Written exercise a:
Please answer these questions about the Rachel's Mail write-up below:
(i) How many career opportunity emails were sent in the first semester, and how many job offers did they list in total?
(ii) On which day of the week are most of the career opportunity emails sent?
(iii) What two job types appear among the features studied?

Reading passage:
------

Demand - Rachel’s Mail - Columbia University Data Science Career Opportunities
Students studying in Columbia University’s Data Science Master are no strangers to “Rachel’s Mail”, a mail send out from our Assistant Director of Student Services & Career Development, Ms.Rachel Fuld Cohen. Ms.Cohen sends out emails to every DSI students when new data science jobs are listed and is one of the primary way of students in DSI to apply for summer internships or full time jobs. We used this data as our demand side data that helps us understand what the job market is looking for in prospective job candidates.
We scrapped all Rachel’s email tagged with “Career Opportunities” by Mozilla Thinderbird’s software (cridentials such as Columbia student Uni accounts are needed), which can be done pretty easily in:
In our first semester (2018/8/24 - 2018/11/29), 30 career opportunities emails were sent out by Rachel, which in total listed 82 job offers.
The features we studied from the data were:
- General info: Company’s name, Job title, Location, Industry
- Job listing time: Date and days the emails were sent to students
- How to apply: Email to HR, Apply on company’s websites, On-campus interviews
- Job type: Internships, Full-time jobs
- Description: The requirements of applicants listed on the job posting
rachel <- read_csv("C:/Users/Flora Huang/Desktop/Rachel Email/rachel.csv")
Some noteworthy features of Rachel’s career opportunity email:
In a basic analysis of Rachel’s email, we found some noteworthy and interesting features of the data.
- A. On which days are the career opportunity emails sent?
rachel$Day <- factor(rachel$Day, levels= c("Monday",
"Tuesday", "Wednesday", "Thursday", "Friday", "Saturday","Sunday"))
rachel %>% count(Day) %>% hchart(type = "column", hcaes(x = Day, y = n)) %>% hc_title(text="On which days are the career emails sent")
We can see from the graph that most of Rachel’s career opportunity emails are sent out on Friday. Therefore, if a student is actively seeking for job opportunities, they should pay more attention of Friday to be one of the first applicants.
- B. On which dates are the career opportunity emails sent?
rachel$Date <- as.Date(rachel$Date, "%m/%d/%Y")

------

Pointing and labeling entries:
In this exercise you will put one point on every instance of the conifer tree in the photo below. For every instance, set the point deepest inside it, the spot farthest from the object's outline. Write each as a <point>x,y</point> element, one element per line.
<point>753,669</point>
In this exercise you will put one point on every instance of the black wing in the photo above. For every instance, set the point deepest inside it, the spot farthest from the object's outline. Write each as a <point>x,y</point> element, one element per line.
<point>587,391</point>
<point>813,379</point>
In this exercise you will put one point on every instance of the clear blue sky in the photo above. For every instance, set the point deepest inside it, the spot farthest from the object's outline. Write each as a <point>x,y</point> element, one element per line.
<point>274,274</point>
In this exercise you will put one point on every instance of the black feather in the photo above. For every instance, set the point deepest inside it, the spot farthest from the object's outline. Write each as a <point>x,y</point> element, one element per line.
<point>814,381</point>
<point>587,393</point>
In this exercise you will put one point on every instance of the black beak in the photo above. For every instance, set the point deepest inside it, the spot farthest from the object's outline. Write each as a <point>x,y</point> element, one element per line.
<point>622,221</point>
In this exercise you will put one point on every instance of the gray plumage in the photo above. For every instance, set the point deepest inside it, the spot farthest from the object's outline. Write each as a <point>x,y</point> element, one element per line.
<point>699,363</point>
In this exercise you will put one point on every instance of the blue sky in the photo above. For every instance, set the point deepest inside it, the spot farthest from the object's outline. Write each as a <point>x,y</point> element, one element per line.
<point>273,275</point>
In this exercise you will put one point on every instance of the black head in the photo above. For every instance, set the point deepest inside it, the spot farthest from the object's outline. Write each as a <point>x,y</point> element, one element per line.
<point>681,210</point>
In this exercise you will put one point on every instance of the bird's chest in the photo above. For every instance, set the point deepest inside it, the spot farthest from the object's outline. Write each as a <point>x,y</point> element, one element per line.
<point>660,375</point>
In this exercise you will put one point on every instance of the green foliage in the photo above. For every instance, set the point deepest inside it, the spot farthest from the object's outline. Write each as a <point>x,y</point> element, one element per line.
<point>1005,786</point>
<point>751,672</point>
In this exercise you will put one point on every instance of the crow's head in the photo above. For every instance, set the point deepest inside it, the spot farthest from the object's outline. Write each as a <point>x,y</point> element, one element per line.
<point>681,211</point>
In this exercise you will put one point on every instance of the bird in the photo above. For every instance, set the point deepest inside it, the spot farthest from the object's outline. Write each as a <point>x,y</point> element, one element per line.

------

Written exercise b:
Pull out each row above that contains the string "green".

Task response a:
(i) 30 emails, listing 82 job offers in total
(ii) Friday
(iii) Internships and full-time jobs

Task response b:
In this exercise you will put one point on every instance of the green foliage in the photo above. For every instance, set the point deepest inside it, the spot farthest from the object's outline. Write each as a <point>x,y</point> element, one element per line.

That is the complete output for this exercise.